Instrucción escrita: Retoma, por favor, la reseña de la novela Niños de tiza y continúala a partir de su última frase.

━━━ Texto del documento

Niños de tiza

sábado, 29 de mayo de 2010

Creo que ya lo he comentado por aquí alguna vez: las novelas que idealizan la infancia como un paraíso perdido no me gustan nada ( a menos que den una visión de la misma que no esté llena de tópicos, caso de La propiedad del paraíso). Personalmente, creo que la infancia es tan dura o más como pueda serlo cualquier etapa posterior de la vida. Cuando leí la cubierta del libro de David Torres (Premio Tigre Juan 2007), por un momento, temí lo peor. El resumen que se hace en ella de la obra me dio la impresión de que iba a ser una obra con tendencia a la sensiblería. Por suerte, no ha sido así.

Roberto Esteban, un boxeador con problemas con el alcohol y medio sordo y que ya había aparecido en El gran silencio, vuelve a su barrio de Madrid para cuidar a su madre. Allí se reencontrará con amigos y enemigos de la infancia y con el misterioso fallecimiento de Gema, una niña paralítica que murió en extrañas circunstancias.

Este reencuentro con su infancia no transcurre, afortunadamente, por los cauces de la idealización aunque sí de la nostalgia. Las travesuras de la pandilla se van mezclando con la dureza de la vida adulta y se comprueba que algunas cosas no cambian tengas doce o cuarenta años: algunas siguen siendo igual de malas y otras empeoran.

El protagonista vuelve al barrio veintitantos años después, podría esperarse que fuese una persona nueva, con su futuro por delante, pero todo le lleva a su pasado: el amor imposible, el cura que le enseñó a boxear, el Chapas, el Lenteja, el gitano Romero, las palizas, las borracheras...

La trama, con los elementos propios de una novela negra, consigue mantener al lector atento casi hasta el final (un tanto predecible, por cierto). Pero en contra de lo que ocurre en otras novelas negras muy mal escritas, la agilidad en la narración no se consigue a costa de la calidad literaria, de modo que no es difícil encontrarse alguna metáfora bastante afortunada. En definitiva, una lectura muy recomendable.

━━━━━━
━━━ Material extraído

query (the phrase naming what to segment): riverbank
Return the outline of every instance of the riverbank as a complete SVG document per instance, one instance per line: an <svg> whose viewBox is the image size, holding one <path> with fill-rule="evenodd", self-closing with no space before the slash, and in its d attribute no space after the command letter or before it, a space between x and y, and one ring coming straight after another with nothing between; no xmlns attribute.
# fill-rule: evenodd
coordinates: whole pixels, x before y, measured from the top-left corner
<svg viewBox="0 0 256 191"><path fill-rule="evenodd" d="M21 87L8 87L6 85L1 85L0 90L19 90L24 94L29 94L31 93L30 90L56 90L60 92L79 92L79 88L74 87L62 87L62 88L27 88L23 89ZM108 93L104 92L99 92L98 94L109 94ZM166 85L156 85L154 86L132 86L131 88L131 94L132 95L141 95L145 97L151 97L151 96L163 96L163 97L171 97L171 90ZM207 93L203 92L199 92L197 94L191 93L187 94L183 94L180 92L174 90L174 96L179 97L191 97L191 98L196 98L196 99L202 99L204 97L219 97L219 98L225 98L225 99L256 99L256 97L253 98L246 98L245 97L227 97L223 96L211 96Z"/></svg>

━━━━━━

Resultado:
Y gracias de nuevo, Angelus.


Título: Niños de tiza.
Autor: David Torres.
Editorial: Algaida.
Páginas:416.
ISBN: 978-84-9877-121-3
Precio:20 euros.

La propiedad del paraíso

lunes, 17 de mayo de 2010

El sargento Arruza (personaje que aparecerá luego en Tratándose de ustedes) llegó a mí como protagonista de un texto que me dieron para que analizase durante mi etapa de preparación para las oposiciones. No le presté la más mínima atención al sargento, pero me quedé con las "suripantas" y el "tunanterío".
Por una de estas cosas que tiene la vida, un compañero de trabajo y, a pesar de ello, amigo, me habló años después, de Felipe Benítez Reyes, de quien yo no había leído nada (o eso creía). Me prestó Tratándose de ustedes y luego este, La propiedad del paraíso. Fue el libro que me acompañó durante mis vacaciones de verano en Grecia (la foto es de entonces). Y teniendo en cuenta las circunstancias del viaje, me hizo más compañía que la persona con la que iba. Un par de meses más tarde me lo compré. Hace dos días, lo cogí para hacer esta entrada. En principio, pensaba echarle un vistazo, lo justo para refrescar la memoria, pero he acabado releyéndolo y señalando las partes que más me gustan. Ya lo he prestado a unos cuantos amigos, así que por fin me he sentido libre para pintarrajearlo y hacerlo definitivamente mío.

Lo que me gusta de La propiedad del paraíso es, aparte de su prosa, la sensación de decadencia que transmite todo el libro. Una obra breve que recoge los últimos coletazos de la infancia: el Duende, el misterioso mundo de los adultos, los terrores nocturnos, los gusanos de seda, los cines, las chicas, los últimos juegos, los primeros besos, la muerte. Aunque no esté de acuerdo con el autor en idealizar la infancia como una época de felicidad pasada, como un paraíso perdido, es un libro muy bien escrito, a modo de collage en el que, en capítulos muy cortos, se condensan, con toda la intensidad lírica que Benítez Reyes es capaz de crear en su prosa, las grandes vivencias de una edad en la que no se sabe muy bien si te tienes que poner el pantalón corto o el largo, si puedes seguir jugando a los superhéroes sin que una punzada de sentido del ridículo (propio o ajeno) te arruine la diversión, si puedes acercarte a darle un beso a una chica sin que se ría en tu cara porque todavía te ve como a un niño.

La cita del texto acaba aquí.